§ What is being asked
Extend the article on the 1994–95 QMJHL season, starting right after its final sentence.

[Start Excerpted passage]

= 1994–95 QMJHL season =

Canadian junior ice hockey season

The 1994–95 QMJHL season was the 26th season in the history of the Quebec Major Junior Hockey League. The QMJHL unveils an updated logo one season after its special 25th anniversary logo, using a stylized ice skate and the letters of the league's French acronym. The season also marked the first expansion by the QMJHL into Atlantic Canada, with the addition of the Halifax Mooseheads.

Several of the league's trophies are renamed, as corporate sponsorships expire. The Shell Cups are renamed the Ford Cups, one each for the offensive and defensive players of the year. The Transamerica Plaque is renamed the AutoPro Plaque, and the Molson Cup is renamed the New Faces Cup.

Thirteen teams played 72 games each in the schedule. The Laval Titan Collège Français finished first overall in the regular season, for their second consecutive Jean Rougeau Trophy, and made their third consecutive appearance in the finals. The Hull Olympiques won their third President's Cup, defeating Laval 4 games to 1.

==Team changes==
- The Halifax Mooseheads join the league as an expansion franchise, playing in the Dilio Division.
- Verdun Collège Français cease operations. The Collège Français transfers its sponsorship to the Laval Titan.
- The Laval Titan are renamed the Laval Titan Collège Français.

==Final standings==
Note: GP = Games played; W = Wins; L = Losses; T = Ties; Pts = Points; GF = Goals for; GA = Goals against

| Dilio Division | GP | W | L | T | Pts | GF | GA |
|---|---|---|---|---|---|---|---|
| Beauport Harfangs | 72 | 39 | 24 | 9 | 87 | 291 | 220 |
| Shawinigan Cataractes | 72 | 40 | 28 | 4 | 84 | 325 | 270 |
| Chicoutimi Saguenéens | 72 | 38 | 29 | 5 | 81 | 290 | 269 |
| Sherbrooke Faucons | 72 | 37 | 30 | 5 | 79 | 298 | 251 |
| Drummondville Voltigeurs | 72 | 31 | 38 | 3 | 65 | 272 | 302 |
| Halifax Mooseheads | 72 | 24 | 42 | 6 | 54 | 257 | 317 |
| Victoriaville Tigres | 72 | 24 | 45 | 3 | 51 | 266 | 371 |

| Lebel Division | GP | W | L | T | Pts | GF | GA |
|---|---|---|---|---|---|---|---|
| Laval Titan Collège Français | 72 | 48 | 22 | 2 | 98 | 302 | 232 |
| Hull Olympiques | 72 | 42 | 28 | 2 | 86 | 340 | 274 |
| Saint-Jean Lynx | 72 | 39 | 27 | 6 | 84 | 282 | 277 |
| Granby Bisons | 72 | 31 | 36 | 5 | 67 | 314 | 294 |
| Saint-Hyacinthe Laser | 72 | 26 | 42 | 4 | 56 | 241 | 310 |
| Val-d'Or Foreurs | 72 | 21 | 49 | 2 | 44 | 232 | 341 |

- Complete list of standings.

[End Excerpted passage]
[Start Data block]

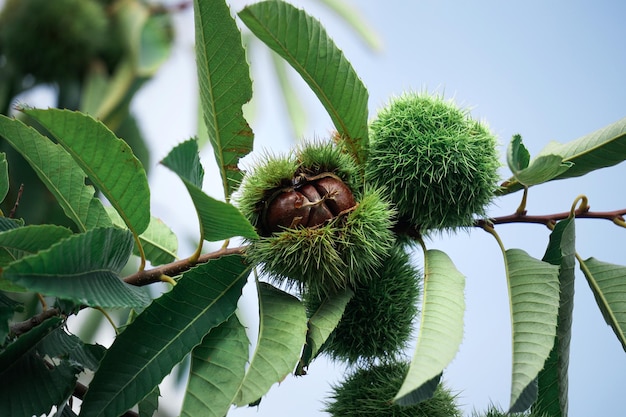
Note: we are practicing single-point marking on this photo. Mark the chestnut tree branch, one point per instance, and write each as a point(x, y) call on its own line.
point(150, 276)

[End Data block]

§ Answer below
==Scoring leaders==
Note: GP = Games played; G = Goals; A = Assists; Pts = Points; PIM = Penalty minutes

| Player | Team | GP | G | A | Pts | PIM |
|---|---|---|---|---|---|---|
| Patrick Carignan | Shawinigan Cataractes | 71 | 37 | 100 | 137 | 43 |
| Sebastien Bordeleau | Hull Olympiques | 68 | 52 | 76 | 128 | 142 |
| Danny Briere | Drummondville Voltigeurs | 72 | 51 | 72 | 123 | 54 |
| Christian Matte | Granby Bisons | 66 | 50 | 66 | 116 | 86 |
| Alain Savage | Shawinigan Cataractes | 71 | 55 | 57 | 112 | 112 |
| Frederic Chartier | Laval Titan Collège Français | 72 | 51 | 59 | 110 | 159 |
| Serge Aubin | Granby Bisons | 60 | 37 | 73 | 110 | 55 |
| Mathieu Dandenault | Sherbrooke Faucons | 67 | 37 | 70 | 107 | 76 |
| Christian Dubé | Sherbrooke Faucons | 71 | 36 | 65 | 101 | 43 |
| Aleksey Lozhkin | Chicoutimi Saguenéens | 57 | 43 | 58 | 101 | 26 |

- Complete scoring statistics.

==Playoffs==
Sebastien Bordeleau was the leading scorer of the playoffs with 32 points (13 goals, 19 assists).

- First round
- Laval Titan Collège Français defeated Victoriaville Tigres 4 games to 0.
- Beauport Harfangs defeated Halifax Mooseheads 4 games to 3.
- Hull Olympiques defeated Saint-Hyacinthe Laser 4 games to 1.
- Shawinigan Cataractes defeated Drummondville Voltigeurs 4 games to 0.
- Granby Bisons defeated Saint-Jean Lynx 4 games to 3.
- Chicoutimi Saguenéens defeated Sherbrooke Faucons 4 games to 3.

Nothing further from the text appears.